-- Work instruction 1 --
List the section headings in the article below on morning habits that can signal anxiety.
-- Work instruction 2 --
Write the next part of the article below on morning habits that can signal anxiety, picking up after its last sentence.

-- Page excerpt --
━━━━━━━━━━━━━━━━━━━━━━━━━━━━━━
Having An Unbreakable Ritual
Bad mornings happen to us all. Breaking a coffee mug, running out of deodorant, bringing the wrong set of keys to work... these things happen, and it's totally normal to be in a bad mood when they do. But if you have an ironclad morning ritual from which you absolutely cannot deviate, or you risk ruining your mood for the entire day, that can be a sign of anxiety. To help ease out of that ritual, purposefully change things up, starting on days when you don't have to go to work or school, so you can take some time for yourself if changing your routine puts you in a funk.
Eating The Same Breakfast Every Morning
As someone with a spouse who does this and is not anxious, I want to say that for some people, this is completely normal. Rituals can be comforting, especially if you're on a time crunch in the morning and a granola bar and juice is a familiar go-to that helps you get your day off right. But if you're purposefully constricting yourself to a certain breakfast and get nervous at the idea of switching it up, even (especially) if you don't really enjoy your breakfast anymore, that's a sign you're stressing in the a.m.
Check out some
quick, easy breakfast recipes, and if the idea of eating new foods is really upsetting to you, try starting with breakfasts related to what you currently eat. If you eat a granola bar, try granola with yogurt and fruit; if you eat a boiled egg, try a morning wrap with scrambled eggs and cheese.
Checking Things Multiple Times
Re-checking things may be a habit many people associate with obsessive-compulsive disorder, but those of us who have anxiety do it, too. Whether you're triple-checking your locks or unpacking and repacking your work bag because you're just not sure your lunch is in there, these repeated steps show you could have anxiety that interferes with your daily life.
Needing To Talk To Someone
Again, like many of these habits, talking to people in the morning is normal. It's when you absolutely
need to talk to someone, particularly if you find yourself chattering away and recognizing that you literally can't make yourself disengage from conversation, that this becomes concerning. If you're noticing this, try free-writing in the morning to let all those anxious thoughts out of your head — having them on paper may help you see what your brain is getting fixated on.
━━━━━━━━━━━━━━━━━━━━━━━━━━━━━━
-- Information given --
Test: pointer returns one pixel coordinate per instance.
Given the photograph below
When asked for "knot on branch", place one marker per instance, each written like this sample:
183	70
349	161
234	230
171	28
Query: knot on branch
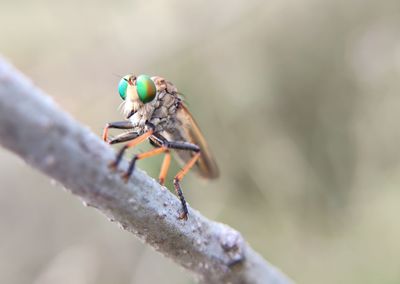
233	245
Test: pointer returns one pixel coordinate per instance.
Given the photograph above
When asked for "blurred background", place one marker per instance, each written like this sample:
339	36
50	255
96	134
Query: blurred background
299	101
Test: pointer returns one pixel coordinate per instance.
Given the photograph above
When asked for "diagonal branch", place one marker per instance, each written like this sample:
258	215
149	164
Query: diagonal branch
37	130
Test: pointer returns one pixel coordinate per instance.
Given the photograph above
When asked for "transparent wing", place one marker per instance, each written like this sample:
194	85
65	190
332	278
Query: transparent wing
190	132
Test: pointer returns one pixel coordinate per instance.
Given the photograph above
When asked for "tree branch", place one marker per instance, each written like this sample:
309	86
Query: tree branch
36	129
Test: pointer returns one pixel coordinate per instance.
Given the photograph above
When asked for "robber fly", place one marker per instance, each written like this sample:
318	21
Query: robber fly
155	111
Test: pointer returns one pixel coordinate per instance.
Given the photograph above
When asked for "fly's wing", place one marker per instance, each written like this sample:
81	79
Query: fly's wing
190	132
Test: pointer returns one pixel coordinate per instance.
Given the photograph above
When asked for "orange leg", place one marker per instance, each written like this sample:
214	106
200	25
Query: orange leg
148	154
131	144
164	168
177	186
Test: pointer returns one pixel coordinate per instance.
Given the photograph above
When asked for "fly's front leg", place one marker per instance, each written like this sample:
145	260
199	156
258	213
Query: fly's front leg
131	144
126	124
178	146
124	137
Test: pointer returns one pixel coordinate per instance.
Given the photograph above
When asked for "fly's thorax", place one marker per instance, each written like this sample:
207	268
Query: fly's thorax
160	112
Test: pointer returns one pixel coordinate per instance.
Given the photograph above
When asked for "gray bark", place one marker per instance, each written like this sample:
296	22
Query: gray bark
36	129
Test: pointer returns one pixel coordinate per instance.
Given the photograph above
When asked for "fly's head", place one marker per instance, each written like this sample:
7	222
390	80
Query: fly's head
148	99
138	93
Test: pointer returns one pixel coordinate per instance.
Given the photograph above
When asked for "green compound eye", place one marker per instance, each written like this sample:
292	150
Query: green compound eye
123	86
146	88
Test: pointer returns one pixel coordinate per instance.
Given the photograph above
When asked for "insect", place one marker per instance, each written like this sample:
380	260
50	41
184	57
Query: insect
155	111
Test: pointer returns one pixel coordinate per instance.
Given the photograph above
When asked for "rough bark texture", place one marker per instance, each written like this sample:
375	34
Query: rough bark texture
37	130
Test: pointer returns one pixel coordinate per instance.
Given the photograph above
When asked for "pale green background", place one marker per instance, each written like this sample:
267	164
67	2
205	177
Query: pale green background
299	100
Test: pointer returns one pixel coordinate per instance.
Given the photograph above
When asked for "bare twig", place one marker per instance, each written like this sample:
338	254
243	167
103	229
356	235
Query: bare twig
36	129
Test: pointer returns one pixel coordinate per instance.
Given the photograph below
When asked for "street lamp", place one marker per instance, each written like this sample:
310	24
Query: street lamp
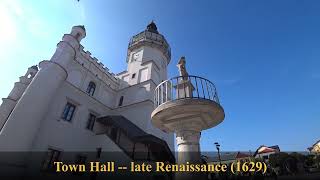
━━━━━━━━━━━━━━━━━━━━━━━━━━━━━━
-- Written response 1 --
Having An Unbreakable Ritual
Eating The Same Breakfast Every Morning
Checking Things Multiple Times
Needing To Talk To Someone

-- Written response 2 --
Not Noticing Time Passing
This habit also involves hyperfixation. I have a bad habit of getting completely wrapped up in doing my hair, making sure it's perfect from every angle. In college, I was consistently late to class because after walking from my dorm to my classroom building, I had to go to the bathroom to check that my hair hadn't gotten out of place, and spent just as long fixing it when it inevitably had. Fixating on your morning routine and not noticing that big chunks of time have passed indicate you're channeling anxiety in getting ready — and chances are you experience even more anxiety upon realizing you're late.
This habit may also sound like it's caused by obsessive-compulsive disorder, and there is an element of compulsion to it as well: If you're consistently ending up in situations where you
have to go home and double-check whether your dog's crate is properly locked, your stove or hair straightener is off, or your fridge is closed, you're experiencing anxiety.
The key to figuring out if this is forgetfulness versus anxiety is the brain spiral. If you think, "I might have left my fridge open," but are able to shrug it off, chances are you're forgetful. But if you think about your fridge being open and your brain starts to spiral toward the worst possibilities, like your pets getting into it and getting sick, or mold growing, that fixation can be a sign of anxiety.
If you have any of these morning habits and are concerned you might have high-functioning anxiety, the best course of action is to speak to a mental health professional who can diagnose and treat you, and help you keep your mornings bright.